**TASK STATEMENT**
Each entry needs to be restated exactly as written.
· · · · ·
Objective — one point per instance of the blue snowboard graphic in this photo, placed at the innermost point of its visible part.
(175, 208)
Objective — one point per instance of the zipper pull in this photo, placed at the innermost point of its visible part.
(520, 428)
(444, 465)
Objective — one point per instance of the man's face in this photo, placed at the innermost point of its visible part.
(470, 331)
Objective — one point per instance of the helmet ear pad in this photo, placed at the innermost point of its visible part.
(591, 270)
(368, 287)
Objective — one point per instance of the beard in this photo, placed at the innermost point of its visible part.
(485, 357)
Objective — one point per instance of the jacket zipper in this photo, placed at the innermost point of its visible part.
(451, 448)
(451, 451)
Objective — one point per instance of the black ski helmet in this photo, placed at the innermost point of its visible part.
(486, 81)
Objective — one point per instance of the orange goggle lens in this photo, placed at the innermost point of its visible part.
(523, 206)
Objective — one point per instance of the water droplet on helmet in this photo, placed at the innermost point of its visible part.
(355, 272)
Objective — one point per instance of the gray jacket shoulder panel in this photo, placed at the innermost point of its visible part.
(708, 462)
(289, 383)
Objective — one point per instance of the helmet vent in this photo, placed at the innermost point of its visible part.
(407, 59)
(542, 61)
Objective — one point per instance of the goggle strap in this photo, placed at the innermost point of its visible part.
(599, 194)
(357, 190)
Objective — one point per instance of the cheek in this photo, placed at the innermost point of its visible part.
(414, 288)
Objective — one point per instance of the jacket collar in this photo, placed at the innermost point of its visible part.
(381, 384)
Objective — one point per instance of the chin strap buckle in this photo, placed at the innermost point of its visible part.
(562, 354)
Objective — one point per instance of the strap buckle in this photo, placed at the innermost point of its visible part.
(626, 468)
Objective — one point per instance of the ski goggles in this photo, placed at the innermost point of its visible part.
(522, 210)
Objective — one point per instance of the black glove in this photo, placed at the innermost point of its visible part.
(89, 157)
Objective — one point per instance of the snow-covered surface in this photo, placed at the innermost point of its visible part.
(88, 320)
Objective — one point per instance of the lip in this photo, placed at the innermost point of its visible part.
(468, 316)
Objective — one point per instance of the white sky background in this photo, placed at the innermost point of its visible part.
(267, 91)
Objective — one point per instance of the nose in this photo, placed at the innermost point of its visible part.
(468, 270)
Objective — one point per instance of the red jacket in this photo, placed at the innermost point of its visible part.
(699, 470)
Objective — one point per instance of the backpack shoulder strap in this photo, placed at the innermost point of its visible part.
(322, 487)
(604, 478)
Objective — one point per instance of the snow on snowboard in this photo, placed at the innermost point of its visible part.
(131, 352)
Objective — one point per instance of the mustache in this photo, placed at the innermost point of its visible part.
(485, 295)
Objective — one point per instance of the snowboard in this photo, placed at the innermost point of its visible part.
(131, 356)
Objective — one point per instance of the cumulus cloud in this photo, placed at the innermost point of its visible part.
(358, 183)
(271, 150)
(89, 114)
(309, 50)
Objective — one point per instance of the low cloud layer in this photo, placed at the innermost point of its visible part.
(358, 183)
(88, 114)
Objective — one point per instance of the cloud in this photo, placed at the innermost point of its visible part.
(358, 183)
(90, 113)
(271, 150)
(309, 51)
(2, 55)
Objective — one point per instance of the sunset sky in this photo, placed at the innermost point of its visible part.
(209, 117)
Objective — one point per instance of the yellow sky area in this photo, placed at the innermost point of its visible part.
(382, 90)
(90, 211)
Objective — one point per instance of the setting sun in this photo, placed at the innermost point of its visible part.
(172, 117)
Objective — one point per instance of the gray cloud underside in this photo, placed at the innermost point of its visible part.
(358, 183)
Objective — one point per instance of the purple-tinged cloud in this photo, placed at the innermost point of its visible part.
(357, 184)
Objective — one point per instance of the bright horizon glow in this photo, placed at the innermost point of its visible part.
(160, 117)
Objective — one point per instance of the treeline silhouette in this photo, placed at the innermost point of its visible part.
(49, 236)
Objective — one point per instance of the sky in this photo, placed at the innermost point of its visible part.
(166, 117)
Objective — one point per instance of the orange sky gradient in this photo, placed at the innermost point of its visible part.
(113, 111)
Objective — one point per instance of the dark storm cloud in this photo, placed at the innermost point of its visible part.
· · · · ·
**REPLY TO THE EXERCISE**
Objective — one point per instance of the blue snowboard graphic in this photo, placed at the innermost point of its visible part.
(175, 208)
Objective — one point per instance of the zipper pull in this photo, placed at the innermost point of its visible part.
(520, 428)
(444, 465)
Objective — one point per instance of the man's face in this photo, placed at the innermost point of its visible part.
(470, 331)
Objective — one point per instance of the helmet ear pad in this photo, placed at the innermost point of its visible part.
(591, 270)
(368, 287)
Objective — one point per instance of the beard in this photo, placed at the innermost point of its visible part.
(485, 357)
Objective — one point per instance of the jacket zipper in this photo, placed at the innermost point of its visible part.
(451, 448)
(451, 451)
Objective — one point per instance of the black ski helmet in this photo, placed at the innermost point of its visible part.
(486, 81)
Objective — one point per instance of the orange goggle lens in this photo, placed at the innermost point of its visible part.
(523, 206)
Objective — one point per instance of the water droplet on helmet in this photo, placed at the innermost point of its visible part.
(355, 272)
Objective — one point per instance of the gray jacket shoulder panel in this photo, placed at the innermost point of its visible part.
(708, 462)
(289, 383)
Objective — one point per instance of the helmet vent in this photo, placed at the innermost point of its visible part.
(407, 59)
(542, 61)
Objective — one point per instance of the goggle strap in this photo, placed at the innermost point of its visible part.
(599, 194)
(357, 190)
Objective — one point per instance of the cheek in this photo, placed at the innermost point of its visible part.
(414, 288)
Objective — one point per instance of the jacket collar in this photo, placed at the innermost point of its visible part.
(381, 384)
Objective — one point per instance of the chin strap buckle in this photo, placed at the innermost point of its visible part.
(562, 354)
Objective — one point per instance of the strap buckle in this photo, placed at the innermost point of its visible part.
(626, 468)
Objective — one point per instance of the ski goggles in this photo, placed at the innermost point of its visible part.
(522, 210)
Objective — one point per instance of the black glove in this photo, placed at the innermost point of its visible part.
(89, 157)
Objective — one point per instance of the snow-covered surface in this photo, placed at the innermost point of its visible part.
(88, 320)
Objective — one point per instance of the lip in this photo, placed at the innermost point of its visible part.
(468, 316)
Objective — one point per instance of the white sky background in this photo, placed at the innermost point of its visible part.
(267, 91)
Objective — one point per instance of the nose in this photo, placed at the innermost point of its visible part.
(468, 270)
Objective — one point per instance of the red jacket in this photo, placed at the innermost point of its visible part.
(699, 470)
Objective — one point per instance of the backpack shoulder strap in this photo, placed at the innermost point of its visible part.
(322, 487)
(604, 478)
Objective — one point per instance of the snow on snowboard in this photo, placed at the innermost point of its visible part.
(131, 352)
Objective — one point per instance of the mustache in this photo, placed at the innermost point of its visible part.
(485, 295)
Objective — one point per instance of the snowboard in this photo, placed at the innermost point of its visible part.
(131, 356)
Objective — one point per instance of the cumulus cloud in this photo, placed at the innermost point of its visible part.
(358, 183)
(271, 150)
(89, 114)
(309, 50)
Objective — one point per instance of the low cloud layer in this photo, placed at the innermost point of its visible part.
(358, 183)
(88, 114)
Objective — one point per instance of the cloud in this photo, placed at the innermost point of its visible part.
(358, 183)
(90, 113)
(271, 150)
(309, 51)
(2, 55)
Objective — one point per instance of the sunset sky in this photo, placed at the innermost point of its visible part.
(209, 117)
Objective — one point per instance of the yellow sky area in this photo, placed at the innermost point of its visible part.
(382, 90)
(90, 211)
Objective — one point per instance of the setting sun in this photo, placed at the innermost point of its visible part.
(172, 117)
Objective — one point per instance of the gray cloud underside in this photo, placed at the innermost point of its visible part.
(358, 183)
Objective — one point per instance of the purple-tinged cloud in this photo, placed at the innermost point of its visible part.
(357, 184)
Objective — one point per instance of the bright horizon glow in this photo, placed at the innermost point of its visible part.
(160, 117)
Objective — one point per instance of the treeline silhouette in this photo, placed at the innermost point of its visible part.
(49, 236)
Objective — one point per instance of the sky in this photo, placed at the innermost point of its visible part.
(166, 117)
Objective — one point per instance of the orange sky gradient in this photo, placed at the innermost point of its visible part.
(113, 111)
Objective — one point per instance of the dark storm cloud in this photo, placed at the innermost point of its visible part.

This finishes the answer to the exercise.